Please format the part of the items that opens with the line containing "In which area of the image above does the brown" and closes with the line containing "223,381 -> 402,550" as a numbered list, leaving out blank lines.

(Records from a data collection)
+++++
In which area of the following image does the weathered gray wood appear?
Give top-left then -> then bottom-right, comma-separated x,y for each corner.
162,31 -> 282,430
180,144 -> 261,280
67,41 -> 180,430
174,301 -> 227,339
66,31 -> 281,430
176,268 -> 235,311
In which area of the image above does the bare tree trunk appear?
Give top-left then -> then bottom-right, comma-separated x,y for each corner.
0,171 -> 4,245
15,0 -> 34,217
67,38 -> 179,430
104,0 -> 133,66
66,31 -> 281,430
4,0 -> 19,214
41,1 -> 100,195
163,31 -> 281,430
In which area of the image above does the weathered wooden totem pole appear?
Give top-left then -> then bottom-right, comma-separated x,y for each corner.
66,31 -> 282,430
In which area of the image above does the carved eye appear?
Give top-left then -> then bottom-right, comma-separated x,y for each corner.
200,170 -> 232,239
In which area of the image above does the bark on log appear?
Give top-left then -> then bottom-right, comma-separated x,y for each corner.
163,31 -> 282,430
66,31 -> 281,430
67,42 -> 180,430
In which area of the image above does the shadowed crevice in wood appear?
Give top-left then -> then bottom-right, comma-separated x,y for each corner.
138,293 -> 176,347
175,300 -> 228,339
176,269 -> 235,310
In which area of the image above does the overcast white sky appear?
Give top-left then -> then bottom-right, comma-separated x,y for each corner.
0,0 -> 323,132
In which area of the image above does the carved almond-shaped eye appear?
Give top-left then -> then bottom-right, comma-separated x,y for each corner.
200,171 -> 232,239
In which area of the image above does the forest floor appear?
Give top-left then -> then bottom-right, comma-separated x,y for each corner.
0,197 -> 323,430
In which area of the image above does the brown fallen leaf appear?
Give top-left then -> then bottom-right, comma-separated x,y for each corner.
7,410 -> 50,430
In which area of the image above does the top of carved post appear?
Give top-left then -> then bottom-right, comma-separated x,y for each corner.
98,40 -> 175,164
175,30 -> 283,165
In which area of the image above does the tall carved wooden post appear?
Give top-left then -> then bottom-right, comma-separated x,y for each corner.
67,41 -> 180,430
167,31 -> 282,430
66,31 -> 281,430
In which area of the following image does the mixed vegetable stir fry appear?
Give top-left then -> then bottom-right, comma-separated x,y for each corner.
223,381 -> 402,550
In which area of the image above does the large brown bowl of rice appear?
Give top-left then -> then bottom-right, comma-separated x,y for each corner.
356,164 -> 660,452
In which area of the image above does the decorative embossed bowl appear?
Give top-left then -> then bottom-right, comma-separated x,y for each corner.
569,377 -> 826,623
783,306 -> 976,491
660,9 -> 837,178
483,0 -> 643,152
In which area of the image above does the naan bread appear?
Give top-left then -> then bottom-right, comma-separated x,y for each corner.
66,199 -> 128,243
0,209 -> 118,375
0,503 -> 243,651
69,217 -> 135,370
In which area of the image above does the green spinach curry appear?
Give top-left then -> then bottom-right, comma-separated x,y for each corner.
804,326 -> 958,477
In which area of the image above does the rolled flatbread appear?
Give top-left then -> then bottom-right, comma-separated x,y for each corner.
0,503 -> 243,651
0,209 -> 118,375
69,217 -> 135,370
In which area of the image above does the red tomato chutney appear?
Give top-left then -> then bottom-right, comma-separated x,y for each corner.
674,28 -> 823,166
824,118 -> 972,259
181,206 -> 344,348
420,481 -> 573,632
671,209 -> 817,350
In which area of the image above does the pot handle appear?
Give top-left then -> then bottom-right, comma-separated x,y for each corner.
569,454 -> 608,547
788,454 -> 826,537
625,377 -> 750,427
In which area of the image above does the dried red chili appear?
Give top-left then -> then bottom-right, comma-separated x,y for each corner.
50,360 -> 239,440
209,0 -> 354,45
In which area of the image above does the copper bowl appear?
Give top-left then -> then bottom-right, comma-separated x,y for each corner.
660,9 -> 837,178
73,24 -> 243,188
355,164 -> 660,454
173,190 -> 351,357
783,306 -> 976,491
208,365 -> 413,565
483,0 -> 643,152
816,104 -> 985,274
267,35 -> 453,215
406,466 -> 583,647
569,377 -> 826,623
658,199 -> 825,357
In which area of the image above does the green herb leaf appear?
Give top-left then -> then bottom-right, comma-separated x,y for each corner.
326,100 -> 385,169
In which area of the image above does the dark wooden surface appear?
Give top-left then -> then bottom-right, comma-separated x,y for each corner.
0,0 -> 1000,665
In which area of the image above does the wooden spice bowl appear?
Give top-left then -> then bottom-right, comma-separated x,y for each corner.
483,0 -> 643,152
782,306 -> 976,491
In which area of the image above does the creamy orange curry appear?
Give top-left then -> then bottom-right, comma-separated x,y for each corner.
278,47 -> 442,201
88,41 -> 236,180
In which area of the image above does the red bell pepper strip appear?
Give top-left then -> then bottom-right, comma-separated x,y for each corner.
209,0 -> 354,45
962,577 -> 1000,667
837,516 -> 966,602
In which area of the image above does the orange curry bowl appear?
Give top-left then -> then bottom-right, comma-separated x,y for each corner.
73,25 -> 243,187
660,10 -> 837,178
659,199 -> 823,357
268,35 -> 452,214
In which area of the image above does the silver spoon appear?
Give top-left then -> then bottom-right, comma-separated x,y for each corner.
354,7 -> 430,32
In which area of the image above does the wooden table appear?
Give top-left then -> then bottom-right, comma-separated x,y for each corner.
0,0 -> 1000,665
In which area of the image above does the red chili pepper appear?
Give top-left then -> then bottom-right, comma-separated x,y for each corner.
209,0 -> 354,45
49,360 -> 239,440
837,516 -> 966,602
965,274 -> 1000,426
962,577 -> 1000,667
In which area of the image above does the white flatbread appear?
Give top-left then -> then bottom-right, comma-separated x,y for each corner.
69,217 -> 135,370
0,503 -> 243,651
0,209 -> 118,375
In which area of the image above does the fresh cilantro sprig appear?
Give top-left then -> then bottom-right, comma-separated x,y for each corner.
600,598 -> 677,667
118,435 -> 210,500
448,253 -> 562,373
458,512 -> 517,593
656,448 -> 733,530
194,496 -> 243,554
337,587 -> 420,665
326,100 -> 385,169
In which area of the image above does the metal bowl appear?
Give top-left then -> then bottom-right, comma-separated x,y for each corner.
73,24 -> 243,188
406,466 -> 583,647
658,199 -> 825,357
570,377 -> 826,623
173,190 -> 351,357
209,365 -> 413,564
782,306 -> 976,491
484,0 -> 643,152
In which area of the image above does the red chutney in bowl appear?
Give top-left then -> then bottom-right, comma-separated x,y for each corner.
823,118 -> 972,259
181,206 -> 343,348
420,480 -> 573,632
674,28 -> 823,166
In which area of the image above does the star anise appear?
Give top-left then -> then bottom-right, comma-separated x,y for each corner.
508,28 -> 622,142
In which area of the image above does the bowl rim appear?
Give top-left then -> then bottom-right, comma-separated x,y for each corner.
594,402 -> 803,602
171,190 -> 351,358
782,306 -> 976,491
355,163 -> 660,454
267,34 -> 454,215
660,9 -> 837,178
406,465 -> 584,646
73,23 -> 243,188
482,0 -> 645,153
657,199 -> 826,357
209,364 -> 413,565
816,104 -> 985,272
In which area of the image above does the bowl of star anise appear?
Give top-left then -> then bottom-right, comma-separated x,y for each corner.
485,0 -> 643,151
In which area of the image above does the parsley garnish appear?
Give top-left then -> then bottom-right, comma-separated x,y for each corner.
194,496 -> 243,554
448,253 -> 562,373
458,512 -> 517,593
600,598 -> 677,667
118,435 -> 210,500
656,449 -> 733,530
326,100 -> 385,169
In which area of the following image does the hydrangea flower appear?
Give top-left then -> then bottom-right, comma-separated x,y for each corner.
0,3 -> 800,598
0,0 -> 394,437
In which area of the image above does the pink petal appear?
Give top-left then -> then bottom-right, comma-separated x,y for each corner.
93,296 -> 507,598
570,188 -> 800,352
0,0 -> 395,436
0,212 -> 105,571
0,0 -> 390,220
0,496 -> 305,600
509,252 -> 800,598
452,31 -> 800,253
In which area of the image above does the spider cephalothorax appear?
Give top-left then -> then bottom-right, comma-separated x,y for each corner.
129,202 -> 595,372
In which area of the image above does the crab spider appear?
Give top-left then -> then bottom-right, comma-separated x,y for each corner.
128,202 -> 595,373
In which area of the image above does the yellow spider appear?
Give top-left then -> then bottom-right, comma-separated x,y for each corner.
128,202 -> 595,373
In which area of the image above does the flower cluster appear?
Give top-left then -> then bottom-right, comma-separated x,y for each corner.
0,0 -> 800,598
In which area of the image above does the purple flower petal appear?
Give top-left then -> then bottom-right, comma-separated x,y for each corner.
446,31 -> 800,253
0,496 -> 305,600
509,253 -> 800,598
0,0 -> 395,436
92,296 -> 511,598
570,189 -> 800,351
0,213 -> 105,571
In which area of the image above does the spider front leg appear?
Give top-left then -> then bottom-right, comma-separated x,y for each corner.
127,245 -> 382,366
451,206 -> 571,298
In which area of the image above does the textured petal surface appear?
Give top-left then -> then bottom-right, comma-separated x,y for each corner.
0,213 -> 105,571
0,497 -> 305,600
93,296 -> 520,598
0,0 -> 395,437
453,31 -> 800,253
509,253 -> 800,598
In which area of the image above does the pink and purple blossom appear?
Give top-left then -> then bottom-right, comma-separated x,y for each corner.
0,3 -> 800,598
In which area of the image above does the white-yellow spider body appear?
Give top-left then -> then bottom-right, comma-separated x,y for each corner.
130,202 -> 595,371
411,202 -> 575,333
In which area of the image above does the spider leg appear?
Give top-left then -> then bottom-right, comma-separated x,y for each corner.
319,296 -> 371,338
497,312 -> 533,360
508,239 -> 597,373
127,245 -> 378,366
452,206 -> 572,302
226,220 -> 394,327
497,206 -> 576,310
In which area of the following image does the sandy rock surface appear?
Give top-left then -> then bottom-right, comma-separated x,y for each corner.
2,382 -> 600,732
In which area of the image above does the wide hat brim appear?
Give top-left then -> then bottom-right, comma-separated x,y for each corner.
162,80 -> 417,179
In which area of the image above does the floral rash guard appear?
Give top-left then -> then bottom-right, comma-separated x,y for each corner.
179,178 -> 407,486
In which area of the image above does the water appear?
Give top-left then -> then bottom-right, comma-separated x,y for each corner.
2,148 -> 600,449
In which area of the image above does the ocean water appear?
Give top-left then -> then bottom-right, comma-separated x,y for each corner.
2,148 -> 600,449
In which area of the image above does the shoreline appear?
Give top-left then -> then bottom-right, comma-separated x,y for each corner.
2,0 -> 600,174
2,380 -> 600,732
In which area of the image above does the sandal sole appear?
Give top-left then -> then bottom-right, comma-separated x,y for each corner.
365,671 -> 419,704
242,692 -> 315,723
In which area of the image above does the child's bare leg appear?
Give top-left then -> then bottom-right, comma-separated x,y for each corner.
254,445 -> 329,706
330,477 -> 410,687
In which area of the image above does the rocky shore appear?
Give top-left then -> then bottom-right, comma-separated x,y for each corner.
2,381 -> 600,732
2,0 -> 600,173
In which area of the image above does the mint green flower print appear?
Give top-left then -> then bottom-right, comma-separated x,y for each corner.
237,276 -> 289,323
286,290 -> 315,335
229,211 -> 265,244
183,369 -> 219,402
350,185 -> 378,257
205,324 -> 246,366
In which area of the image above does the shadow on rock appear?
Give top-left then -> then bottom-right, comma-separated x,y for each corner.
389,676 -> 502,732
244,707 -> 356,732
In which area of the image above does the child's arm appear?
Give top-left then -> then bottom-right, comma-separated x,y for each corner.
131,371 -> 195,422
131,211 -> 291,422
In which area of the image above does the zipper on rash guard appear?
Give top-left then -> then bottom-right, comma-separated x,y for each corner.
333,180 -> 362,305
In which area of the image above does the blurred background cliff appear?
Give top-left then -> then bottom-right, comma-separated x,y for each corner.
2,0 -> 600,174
+++++
-- FULL OUTPUT --
1. In which area of the image above does the brown fallen leaf appear?
2. Give top-left then -> then bottom-right, comma-separated x,y for each corner.
3. 7,410 -> 50,430
4. In which area of the image above does the top of carved post appear?
5. Give top-left then -> then bottom-right, comma-separated x,y for each corner.
6. 98,40 -> 175,164
7. 175,30 -> 283,165
8. In which area of the image above does the tall carved wooden post appear?
9. Give top-left then -> then bottom-right, comma-separated x,y for each corner.
10. 67,41 -> 180,430
11. 167,31 -> 282,430
12. 66,31 -> 281,430
13. In which area of the following image does the mixed vegetable stir fry appear?
14. Give top-left then -> then bottom-right, comma-separated x,y for each corner.
15. 223,381 -> 402,550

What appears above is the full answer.